◆ **WHAT THE TASK REQUIRES**
Copy out, word for word, the lines that begin with the one containing "in beige jacket?" and end with the one containing "[875,278,949,545]", with both of those lines included.
==== EXTRACTED DATA ====
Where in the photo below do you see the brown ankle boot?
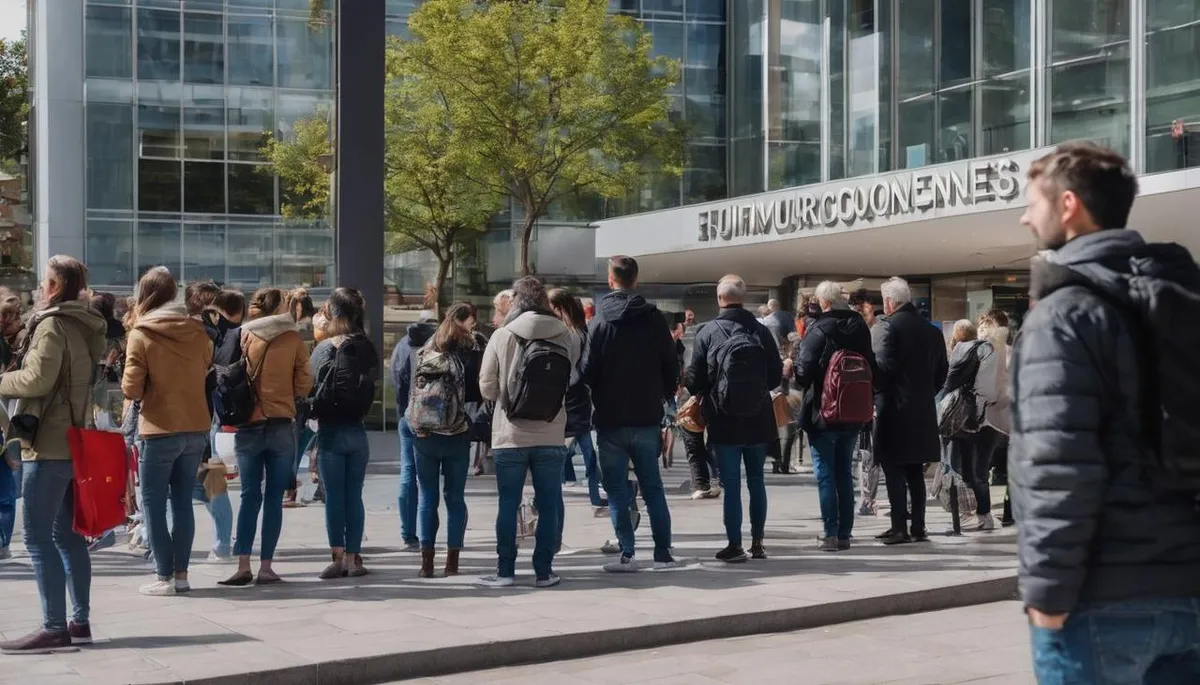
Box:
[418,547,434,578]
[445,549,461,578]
====
==== EXTRACTED DATA ====
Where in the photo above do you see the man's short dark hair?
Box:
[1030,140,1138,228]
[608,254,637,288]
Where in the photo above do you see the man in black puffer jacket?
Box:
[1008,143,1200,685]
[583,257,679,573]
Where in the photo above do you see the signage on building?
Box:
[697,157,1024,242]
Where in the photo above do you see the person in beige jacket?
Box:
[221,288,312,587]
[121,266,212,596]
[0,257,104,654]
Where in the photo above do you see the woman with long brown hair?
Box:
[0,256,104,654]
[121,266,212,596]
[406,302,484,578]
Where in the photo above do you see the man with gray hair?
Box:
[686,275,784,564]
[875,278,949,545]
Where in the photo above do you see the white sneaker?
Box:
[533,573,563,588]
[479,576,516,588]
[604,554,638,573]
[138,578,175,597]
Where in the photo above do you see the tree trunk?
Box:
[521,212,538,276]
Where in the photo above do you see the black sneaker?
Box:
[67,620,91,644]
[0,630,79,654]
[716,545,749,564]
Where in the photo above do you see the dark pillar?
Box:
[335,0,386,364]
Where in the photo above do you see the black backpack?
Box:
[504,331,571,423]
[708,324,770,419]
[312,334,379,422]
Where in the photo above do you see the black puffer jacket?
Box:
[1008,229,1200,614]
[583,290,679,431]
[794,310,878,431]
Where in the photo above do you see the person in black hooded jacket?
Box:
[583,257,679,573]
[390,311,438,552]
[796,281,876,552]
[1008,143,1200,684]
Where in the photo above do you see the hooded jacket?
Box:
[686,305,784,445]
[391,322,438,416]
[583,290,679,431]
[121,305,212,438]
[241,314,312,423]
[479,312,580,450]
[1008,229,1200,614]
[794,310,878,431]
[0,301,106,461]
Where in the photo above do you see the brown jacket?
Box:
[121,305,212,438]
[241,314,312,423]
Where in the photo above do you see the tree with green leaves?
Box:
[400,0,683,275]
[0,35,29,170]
====
◆ **EXERCISE SOLUTION**
Where in the photo above do you see the person in beige jacket?
Box:
[221,288,312,587]
[121,266,212,596]
[0,257,104,654]
Where in the photo above do you see the woman with long brown hair?
Box:
[0,256,104,654]
[121,266,212,596]
[406,302,484,578]
Where in the photo above do you see the man with gray hair?
Box:
[686,275,784,564]
[875,278,949,545]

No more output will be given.